## Text block
Overview

This twelfth edition of the Financial Fairness Tracker also comes in the wake of the UK Government’s Spending Review 2025 (on 11 June), with limited resources available for government departments beyond health and defence, and the prospect of real-term cuts in some areas of spending after this year. The economic outlook was further clouded when the OECD downgraded the UK's GDP growth forecast (i.e. the amount of economic activity happening in the UK) to 1.3% for 2025 and 1% for 2026, citing trade uncertainties and low business confidence. 

At a household level, the Tracker shows that cost-of-living worries are far from over for millions of households across the UK, as prices for essential goods and services continue to outpace income growth. While welcome, the minimum wage rise of 6.7% for those over 21 in April 2025 will not keep up with the 9.4% annual increase in energy prices. The Chancellor has, however, announced that more people will receive the Winter Fuel Payment “this winter”, reversing its very unpopular policy that saw 10 million fewer pensioners receive the £300 help towards energy bills in 2024 – and which may well have contributed to Labour losses in the local elections. 

While energy costs (deservedly) get a lot of attention, they are only one of rising utility costs that households must contend with.  Price rises from April 2025 for broadband and mobile are expected to add an average of £21.99 annually for those on inflation-linked contracts and up to £42 a year for those on newer "pounds and pence" plans mandated by the regulator, Ofcom.

## What you need to do
List every percentage figure that appears in the overview above.

## Record extracts

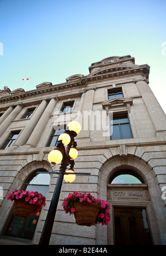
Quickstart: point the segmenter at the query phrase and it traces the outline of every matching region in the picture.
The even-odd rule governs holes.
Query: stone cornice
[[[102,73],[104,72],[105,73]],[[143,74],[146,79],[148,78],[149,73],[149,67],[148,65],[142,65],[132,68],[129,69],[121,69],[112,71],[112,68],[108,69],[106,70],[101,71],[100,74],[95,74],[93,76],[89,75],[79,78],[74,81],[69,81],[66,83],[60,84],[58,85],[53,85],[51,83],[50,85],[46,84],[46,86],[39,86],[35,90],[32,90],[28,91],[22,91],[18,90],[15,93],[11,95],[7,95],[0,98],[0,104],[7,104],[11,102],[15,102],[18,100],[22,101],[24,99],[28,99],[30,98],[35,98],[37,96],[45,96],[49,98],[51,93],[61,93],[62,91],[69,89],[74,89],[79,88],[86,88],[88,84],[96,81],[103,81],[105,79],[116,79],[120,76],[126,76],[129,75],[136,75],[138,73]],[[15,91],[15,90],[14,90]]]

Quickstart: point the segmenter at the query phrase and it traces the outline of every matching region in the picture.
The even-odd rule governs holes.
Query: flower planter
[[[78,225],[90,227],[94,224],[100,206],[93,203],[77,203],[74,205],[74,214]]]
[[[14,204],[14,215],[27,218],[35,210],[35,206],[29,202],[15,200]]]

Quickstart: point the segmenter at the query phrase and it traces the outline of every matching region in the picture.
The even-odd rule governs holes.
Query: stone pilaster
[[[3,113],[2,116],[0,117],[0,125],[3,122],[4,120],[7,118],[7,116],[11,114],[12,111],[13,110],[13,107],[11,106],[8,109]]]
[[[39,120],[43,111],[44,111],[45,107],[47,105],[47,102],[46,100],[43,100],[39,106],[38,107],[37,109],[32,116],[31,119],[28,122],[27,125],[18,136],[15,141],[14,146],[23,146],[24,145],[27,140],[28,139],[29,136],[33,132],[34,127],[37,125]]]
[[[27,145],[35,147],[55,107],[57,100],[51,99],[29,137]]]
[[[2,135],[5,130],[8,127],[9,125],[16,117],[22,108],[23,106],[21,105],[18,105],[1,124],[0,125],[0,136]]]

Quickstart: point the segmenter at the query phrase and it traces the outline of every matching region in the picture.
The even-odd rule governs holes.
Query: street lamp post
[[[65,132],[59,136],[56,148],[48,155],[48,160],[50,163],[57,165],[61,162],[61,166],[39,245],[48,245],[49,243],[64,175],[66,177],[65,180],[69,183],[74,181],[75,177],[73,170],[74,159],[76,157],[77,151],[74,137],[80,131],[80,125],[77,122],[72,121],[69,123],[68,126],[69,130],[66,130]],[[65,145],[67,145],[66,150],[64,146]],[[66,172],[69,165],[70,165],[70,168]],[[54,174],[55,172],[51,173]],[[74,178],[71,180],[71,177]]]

* * *

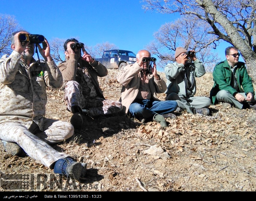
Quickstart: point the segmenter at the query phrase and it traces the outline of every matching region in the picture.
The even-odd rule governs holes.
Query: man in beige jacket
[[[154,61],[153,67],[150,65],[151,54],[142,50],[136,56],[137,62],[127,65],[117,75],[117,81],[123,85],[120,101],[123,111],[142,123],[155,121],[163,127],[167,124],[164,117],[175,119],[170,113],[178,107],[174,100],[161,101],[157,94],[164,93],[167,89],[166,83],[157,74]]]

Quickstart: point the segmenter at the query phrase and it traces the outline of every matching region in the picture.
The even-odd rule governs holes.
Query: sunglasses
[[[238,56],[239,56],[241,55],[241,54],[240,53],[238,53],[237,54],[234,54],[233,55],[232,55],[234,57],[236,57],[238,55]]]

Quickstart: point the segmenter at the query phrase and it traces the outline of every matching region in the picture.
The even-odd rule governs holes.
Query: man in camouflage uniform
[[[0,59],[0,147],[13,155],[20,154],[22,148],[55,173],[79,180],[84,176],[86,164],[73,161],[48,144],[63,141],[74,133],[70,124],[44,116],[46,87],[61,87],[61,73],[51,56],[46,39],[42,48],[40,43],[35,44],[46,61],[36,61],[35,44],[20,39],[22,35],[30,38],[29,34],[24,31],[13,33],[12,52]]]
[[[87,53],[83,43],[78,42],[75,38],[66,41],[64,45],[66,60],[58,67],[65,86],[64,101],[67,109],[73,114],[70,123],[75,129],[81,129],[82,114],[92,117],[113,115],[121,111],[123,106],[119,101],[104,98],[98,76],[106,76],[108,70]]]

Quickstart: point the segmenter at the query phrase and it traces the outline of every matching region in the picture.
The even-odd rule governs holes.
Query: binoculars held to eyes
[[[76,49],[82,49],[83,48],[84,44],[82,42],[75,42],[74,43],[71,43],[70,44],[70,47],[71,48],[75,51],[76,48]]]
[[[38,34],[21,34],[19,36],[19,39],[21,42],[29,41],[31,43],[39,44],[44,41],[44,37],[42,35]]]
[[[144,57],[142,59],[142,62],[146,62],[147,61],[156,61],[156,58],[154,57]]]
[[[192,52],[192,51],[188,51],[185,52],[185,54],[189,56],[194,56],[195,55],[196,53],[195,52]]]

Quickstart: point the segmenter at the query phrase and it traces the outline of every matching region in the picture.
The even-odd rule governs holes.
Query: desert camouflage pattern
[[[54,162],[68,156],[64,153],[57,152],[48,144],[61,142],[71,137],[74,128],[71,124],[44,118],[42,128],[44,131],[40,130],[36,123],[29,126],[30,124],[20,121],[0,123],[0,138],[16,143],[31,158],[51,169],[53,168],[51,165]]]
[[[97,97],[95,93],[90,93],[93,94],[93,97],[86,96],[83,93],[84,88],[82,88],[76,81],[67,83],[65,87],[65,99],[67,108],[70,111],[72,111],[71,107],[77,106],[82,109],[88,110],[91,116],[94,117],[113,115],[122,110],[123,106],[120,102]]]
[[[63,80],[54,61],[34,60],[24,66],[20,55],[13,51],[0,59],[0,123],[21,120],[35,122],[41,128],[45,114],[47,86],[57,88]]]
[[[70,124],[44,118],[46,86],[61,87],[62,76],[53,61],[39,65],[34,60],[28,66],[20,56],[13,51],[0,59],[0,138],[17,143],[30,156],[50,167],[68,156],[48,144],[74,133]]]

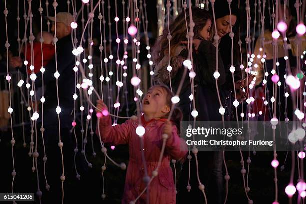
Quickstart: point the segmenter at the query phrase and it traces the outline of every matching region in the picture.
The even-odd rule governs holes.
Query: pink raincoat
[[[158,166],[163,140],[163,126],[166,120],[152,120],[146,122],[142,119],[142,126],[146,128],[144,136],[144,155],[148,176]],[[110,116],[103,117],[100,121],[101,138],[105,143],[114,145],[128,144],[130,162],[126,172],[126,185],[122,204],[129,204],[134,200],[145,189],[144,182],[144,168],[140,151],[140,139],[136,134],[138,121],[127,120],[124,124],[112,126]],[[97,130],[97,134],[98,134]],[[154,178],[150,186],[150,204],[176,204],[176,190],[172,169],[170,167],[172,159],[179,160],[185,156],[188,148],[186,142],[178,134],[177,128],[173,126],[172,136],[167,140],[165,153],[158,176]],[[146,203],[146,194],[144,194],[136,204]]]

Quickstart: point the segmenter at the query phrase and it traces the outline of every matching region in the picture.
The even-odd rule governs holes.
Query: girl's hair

...

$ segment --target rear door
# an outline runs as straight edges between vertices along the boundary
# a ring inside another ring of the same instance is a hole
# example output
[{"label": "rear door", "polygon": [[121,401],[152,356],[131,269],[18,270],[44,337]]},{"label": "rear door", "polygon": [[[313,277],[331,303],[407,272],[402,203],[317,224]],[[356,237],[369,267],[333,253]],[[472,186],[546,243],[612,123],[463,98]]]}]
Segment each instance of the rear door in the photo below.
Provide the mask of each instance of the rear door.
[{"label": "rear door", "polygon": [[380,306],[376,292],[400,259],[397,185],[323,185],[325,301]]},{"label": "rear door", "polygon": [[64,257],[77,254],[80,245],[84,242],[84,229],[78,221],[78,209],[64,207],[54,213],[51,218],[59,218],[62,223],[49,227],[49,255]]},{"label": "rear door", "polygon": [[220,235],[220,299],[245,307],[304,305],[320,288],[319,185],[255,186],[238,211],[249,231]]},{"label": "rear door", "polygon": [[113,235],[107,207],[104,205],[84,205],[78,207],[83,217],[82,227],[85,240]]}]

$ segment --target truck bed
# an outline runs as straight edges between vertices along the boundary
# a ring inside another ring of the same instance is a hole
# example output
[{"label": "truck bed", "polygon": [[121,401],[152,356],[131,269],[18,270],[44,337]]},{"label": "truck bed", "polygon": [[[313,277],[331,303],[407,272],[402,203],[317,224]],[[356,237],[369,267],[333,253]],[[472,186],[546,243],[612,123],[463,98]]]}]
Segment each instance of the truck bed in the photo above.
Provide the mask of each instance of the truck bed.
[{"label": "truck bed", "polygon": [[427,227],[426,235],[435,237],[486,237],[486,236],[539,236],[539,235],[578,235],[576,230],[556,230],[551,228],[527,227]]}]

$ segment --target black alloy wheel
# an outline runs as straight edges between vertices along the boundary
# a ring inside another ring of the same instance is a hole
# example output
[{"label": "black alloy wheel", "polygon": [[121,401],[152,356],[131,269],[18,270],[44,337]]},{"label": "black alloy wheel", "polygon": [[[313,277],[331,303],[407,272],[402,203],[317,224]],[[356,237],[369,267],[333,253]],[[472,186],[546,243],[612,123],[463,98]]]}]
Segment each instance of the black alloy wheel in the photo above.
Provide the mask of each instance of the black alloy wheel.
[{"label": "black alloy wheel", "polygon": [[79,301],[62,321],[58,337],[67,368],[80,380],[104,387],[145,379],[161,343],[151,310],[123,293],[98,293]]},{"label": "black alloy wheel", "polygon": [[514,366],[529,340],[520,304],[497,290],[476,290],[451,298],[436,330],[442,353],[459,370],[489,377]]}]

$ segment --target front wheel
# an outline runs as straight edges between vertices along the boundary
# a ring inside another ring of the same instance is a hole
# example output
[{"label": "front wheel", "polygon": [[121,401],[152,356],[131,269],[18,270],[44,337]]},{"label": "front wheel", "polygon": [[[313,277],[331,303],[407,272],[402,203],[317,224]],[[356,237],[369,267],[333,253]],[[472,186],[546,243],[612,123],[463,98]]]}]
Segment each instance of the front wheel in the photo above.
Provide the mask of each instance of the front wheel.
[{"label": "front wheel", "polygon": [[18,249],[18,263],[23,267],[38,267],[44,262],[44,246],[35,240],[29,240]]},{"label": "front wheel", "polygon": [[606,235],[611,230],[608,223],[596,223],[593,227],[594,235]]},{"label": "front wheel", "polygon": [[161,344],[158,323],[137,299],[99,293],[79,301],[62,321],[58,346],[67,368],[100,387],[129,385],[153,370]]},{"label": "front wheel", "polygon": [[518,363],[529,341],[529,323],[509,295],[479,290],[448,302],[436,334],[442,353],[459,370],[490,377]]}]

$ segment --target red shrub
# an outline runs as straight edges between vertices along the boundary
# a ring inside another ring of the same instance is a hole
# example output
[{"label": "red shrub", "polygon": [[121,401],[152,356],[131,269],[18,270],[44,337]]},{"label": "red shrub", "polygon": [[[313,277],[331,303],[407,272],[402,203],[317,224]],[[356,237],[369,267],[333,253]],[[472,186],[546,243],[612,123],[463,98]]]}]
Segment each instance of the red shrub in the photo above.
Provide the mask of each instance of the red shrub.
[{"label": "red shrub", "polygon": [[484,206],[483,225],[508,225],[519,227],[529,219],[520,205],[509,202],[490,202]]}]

## Solution for this exercise
1.3%, 1%, 6.7%, 9.4%